- **Exercise details**:
As the answer, set down the lines below from the one containing "the arched doorway" through the one containing "the stone wall", exactly and inclusively, and no others.

- **Information shown**:
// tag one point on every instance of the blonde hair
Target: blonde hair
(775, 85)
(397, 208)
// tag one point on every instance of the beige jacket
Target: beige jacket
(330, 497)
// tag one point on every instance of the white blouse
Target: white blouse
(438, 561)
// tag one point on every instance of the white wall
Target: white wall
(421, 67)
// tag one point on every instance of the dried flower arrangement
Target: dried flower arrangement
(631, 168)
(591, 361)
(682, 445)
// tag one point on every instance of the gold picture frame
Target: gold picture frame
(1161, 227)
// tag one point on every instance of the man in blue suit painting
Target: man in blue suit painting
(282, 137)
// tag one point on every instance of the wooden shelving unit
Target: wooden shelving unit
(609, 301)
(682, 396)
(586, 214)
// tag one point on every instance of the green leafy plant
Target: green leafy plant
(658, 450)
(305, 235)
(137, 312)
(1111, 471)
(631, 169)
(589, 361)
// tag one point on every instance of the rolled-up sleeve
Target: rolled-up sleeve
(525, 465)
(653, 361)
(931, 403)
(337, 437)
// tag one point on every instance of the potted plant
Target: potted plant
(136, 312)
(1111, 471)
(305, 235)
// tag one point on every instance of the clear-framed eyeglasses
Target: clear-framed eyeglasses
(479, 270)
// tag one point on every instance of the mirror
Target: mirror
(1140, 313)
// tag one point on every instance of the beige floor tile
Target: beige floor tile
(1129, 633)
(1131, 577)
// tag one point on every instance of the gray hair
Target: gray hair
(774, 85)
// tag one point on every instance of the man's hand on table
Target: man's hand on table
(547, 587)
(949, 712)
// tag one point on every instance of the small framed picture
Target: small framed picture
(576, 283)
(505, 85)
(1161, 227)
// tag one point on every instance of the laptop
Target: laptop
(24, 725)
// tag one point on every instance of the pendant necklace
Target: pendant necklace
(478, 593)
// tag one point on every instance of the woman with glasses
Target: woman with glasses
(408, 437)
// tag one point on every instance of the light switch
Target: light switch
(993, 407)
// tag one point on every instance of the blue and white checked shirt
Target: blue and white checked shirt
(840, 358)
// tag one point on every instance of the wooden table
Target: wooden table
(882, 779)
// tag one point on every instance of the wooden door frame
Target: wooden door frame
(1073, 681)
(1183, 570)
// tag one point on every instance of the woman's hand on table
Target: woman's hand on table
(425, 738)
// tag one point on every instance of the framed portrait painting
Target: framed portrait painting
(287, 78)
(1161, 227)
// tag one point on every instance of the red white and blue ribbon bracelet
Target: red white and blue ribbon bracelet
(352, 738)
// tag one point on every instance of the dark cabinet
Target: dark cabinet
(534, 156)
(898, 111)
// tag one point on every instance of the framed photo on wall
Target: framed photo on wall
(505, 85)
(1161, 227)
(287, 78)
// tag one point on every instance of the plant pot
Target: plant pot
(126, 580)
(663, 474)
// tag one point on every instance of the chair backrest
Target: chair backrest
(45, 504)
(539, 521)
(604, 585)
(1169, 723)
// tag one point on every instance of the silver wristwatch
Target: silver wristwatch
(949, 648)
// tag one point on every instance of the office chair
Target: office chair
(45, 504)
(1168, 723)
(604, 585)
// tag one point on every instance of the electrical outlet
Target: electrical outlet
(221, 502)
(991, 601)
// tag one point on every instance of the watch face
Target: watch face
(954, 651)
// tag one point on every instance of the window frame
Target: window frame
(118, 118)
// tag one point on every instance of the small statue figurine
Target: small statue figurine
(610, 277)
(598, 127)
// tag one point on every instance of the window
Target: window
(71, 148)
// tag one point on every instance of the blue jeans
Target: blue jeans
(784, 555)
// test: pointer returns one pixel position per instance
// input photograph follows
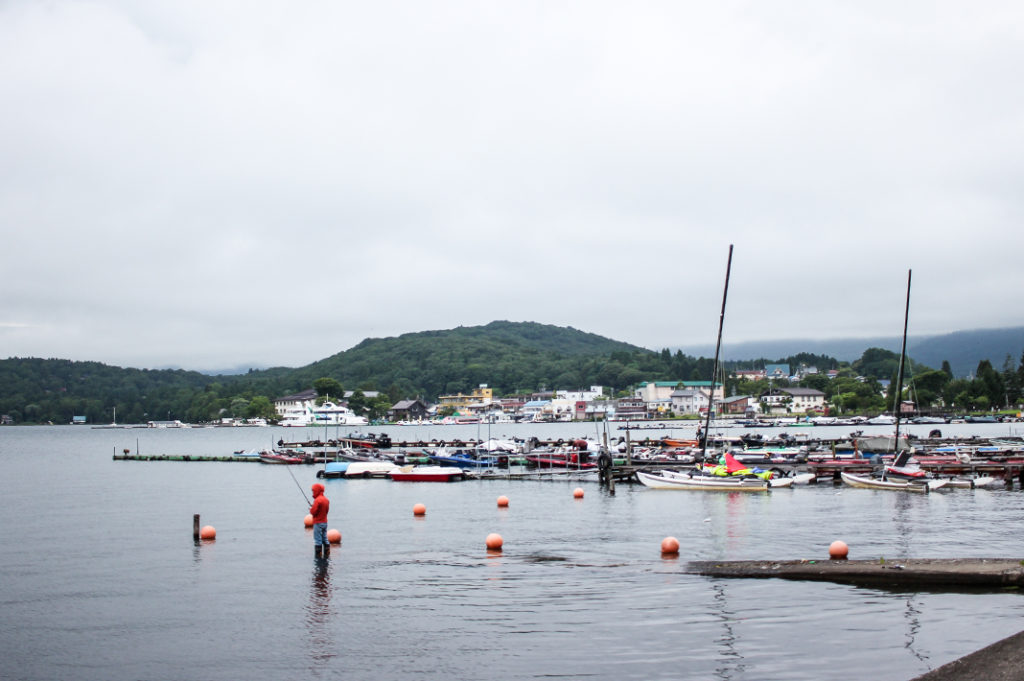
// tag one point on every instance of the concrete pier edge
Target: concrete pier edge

* * *

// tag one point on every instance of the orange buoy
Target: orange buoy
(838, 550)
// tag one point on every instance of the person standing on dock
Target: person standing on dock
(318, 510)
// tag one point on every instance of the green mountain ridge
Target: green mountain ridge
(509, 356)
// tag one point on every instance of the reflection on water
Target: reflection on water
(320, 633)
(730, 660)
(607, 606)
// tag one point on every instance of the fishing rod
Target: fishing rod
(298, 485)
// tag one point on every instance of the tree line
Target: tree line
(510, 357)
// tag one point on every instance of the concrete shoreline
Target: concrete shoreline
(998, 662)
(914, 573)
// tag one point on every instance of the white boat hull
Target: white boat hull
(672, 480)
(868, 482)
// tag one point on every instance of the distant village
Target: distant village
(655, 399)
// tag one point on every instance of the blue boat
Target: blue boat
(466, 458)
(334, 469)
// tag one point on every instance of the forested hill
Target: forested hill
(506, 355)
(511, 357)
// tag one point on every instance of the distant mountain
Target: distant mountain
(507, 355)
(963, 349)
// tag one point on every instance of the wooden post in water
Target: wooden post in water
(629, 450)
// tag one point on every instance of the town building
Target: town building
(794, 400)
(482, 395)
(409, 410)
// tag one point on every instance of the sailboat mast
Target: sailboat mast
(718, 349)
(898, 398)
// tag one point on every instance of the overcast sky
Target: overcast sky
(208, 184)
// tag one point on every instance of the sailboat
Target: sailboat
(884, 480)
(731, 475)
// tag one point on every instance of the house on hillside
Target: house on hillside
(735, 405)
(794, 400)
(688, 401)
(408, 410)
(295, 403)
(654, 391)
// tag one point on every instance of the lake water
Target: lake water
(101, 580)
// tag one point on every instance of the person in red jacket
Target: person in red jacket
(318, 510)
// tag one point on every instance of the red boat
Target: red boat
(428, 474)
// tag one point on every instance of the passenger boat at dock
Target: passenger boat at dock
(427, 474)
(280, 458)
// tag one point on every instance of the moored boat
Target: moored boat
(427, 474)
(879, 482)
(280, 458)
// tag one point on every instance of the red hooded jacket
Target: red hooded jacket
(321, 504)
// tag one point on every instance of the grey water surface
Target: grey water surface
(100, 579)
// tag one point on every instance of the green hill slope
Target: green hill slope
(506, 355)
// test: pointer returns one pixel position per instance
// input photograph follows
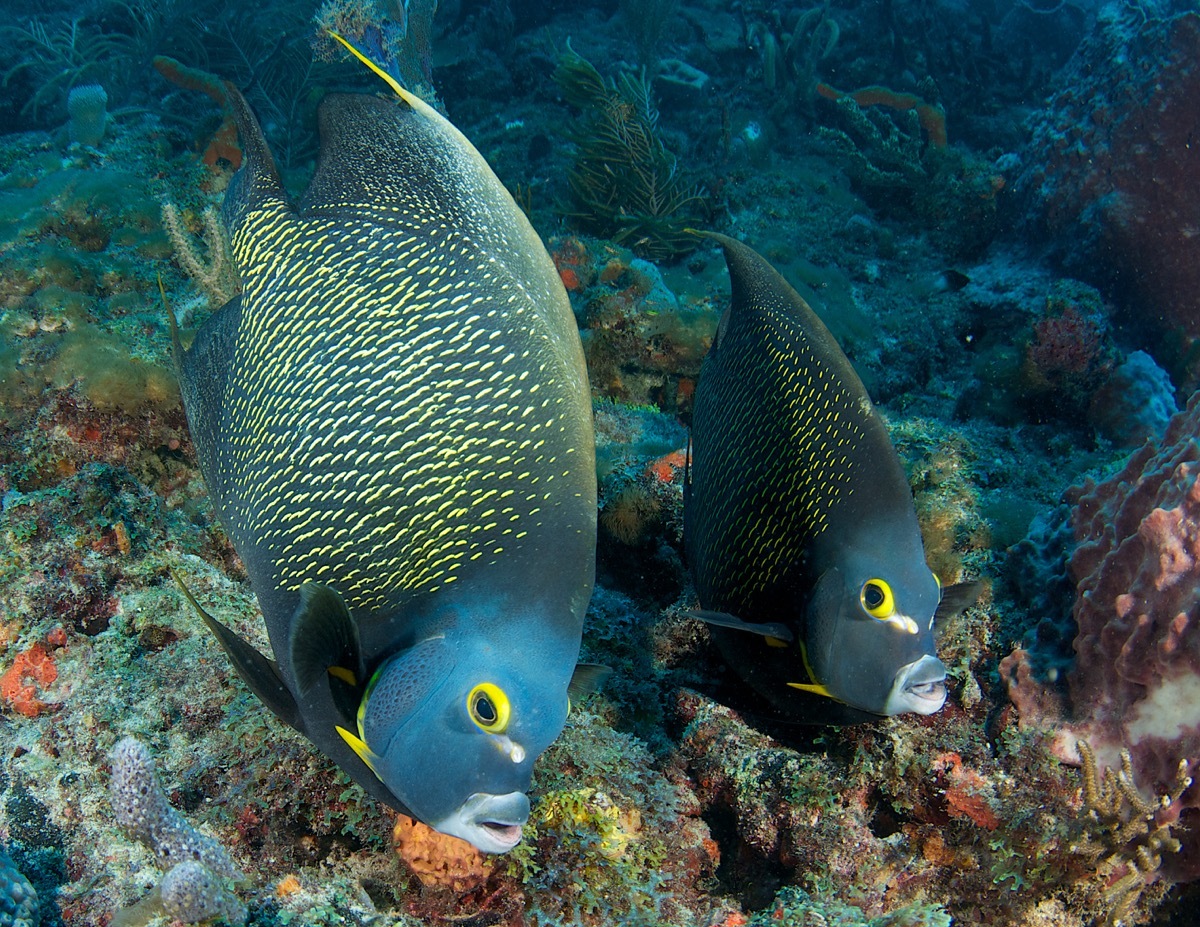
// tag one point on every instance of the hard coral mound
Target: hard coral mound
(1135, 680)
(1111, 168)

---

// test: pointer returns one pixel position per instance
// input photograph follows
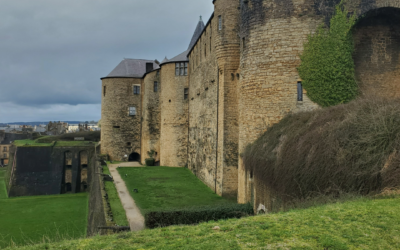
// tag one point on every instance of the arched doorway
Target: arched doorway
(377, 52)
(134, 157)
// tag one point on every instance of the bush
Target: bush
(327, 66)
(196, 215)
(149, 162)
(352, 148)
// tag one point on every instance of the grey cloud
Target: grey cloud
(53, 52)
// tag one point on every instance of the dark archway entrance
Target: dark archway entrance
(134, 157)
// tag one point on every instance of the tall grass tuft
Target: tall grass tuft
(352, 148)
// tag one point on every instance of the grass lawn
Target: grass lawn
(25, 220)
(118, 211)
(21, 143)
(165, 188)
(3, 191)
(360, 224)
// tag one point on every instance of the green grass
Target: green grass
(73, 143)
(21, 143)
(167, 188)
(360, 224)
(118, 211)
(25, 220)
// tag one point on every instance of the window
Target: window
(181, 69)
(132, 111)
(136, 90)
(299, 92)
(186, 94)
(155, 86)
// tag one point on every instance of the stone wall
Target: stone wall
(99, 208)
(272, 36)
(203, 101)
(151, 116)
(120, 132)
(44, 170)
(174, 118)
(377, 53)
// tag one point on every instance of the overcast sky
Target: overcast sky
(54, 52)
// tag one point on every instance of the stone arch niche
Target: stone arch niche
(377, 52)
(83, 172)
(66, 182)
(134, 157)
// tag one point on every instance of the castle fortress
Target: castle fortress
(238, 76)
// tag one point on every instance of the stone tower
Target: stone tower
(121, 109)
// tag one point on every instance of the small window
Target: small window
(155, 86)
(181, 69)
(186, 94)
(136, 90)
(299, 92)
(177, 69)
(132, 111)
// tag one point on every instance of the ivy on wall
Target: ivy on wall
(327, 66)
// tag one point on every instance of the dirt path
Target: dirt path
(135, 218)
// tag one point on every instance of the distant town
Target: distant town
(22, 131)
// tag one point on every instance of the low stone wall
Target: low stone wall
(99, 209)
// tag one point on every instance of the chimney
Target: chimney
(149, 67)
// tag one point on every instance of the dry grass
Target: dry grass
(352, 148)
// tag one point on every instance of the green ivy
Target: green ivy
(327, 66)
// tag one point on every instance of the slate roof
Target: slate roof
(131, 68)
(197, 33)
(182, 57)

- **Output for this task**:
// tag one point on every instance of the arched doorway
Target: arched doorway
(377, 52)
(134, 157)
// tag one point on every instance of the bush
Target: bush
(327, 66)
(196, 215)
(149, 162)
(352, 148)
// tag one point on every instance of the grey cloud
Target: grey cloud
(53, 52)
// tag one point on every instance of the dark archway entrance
Target: dark archway entrance
(134, 157)
// tag one point on every instance of the tall grass tuft
Target: tall grass tuft
(352, 148)
// tag one point on every instance of the grass lawn
Target: grass lawn
(25, 220)
(118, 211)
(21, 143)
(165, 188)
(3, 191)
(360, 224)
// tag one point on every instance of the green grass
Target: green grass
(73, 143)
(21, 143)
(167, 188)
(360, 224)
(118, 211)
(25, 220)
// tag one point on every instance of the window
Target: window
(181, 69)
(132, 111)
(136, 90)
(299, 92)
(186, 94)
(155, 86)
// tag one point on every instance of the stone wall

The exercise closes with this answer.